Exercise instructions: Show every line in the entries below that contains the word "road", copying each line in full.

Records provided:
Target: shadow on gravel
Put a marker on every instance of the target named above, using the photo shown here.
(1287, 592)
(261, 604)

* * *

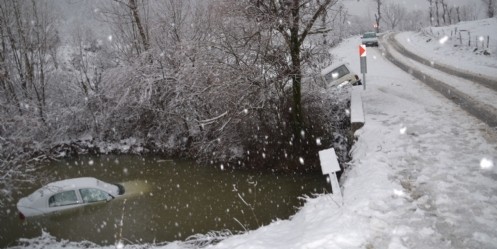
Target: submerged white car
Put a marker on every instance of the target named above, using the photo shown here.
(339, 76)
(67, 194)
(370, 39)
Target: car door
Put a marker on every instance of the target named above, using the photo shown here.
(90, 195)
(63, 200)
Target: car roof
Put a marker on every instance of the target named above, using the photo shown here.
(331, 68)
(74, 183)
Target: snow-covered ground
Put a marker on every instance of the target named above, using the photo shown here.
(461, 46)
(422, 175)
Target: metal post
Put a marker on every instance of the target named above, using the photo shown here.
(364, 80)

...

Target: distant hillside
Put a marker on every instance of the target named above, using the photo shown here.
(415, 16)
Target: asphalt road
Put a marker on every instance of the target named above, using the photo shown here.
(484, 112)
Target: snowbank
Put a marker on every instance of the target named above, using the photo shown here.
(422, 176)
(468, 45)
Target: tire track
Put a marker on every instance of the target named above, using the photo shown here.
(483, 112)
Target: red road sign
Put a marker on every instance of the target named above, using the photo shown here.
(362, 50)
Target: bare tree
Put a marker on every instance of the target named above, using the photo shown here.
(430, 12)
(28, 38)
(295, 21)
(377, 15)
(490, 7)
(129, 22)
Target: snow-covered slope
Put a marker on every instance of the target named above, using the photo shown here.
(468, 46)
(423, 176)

Exercise output:
Target: asphalt road
Target: red road sign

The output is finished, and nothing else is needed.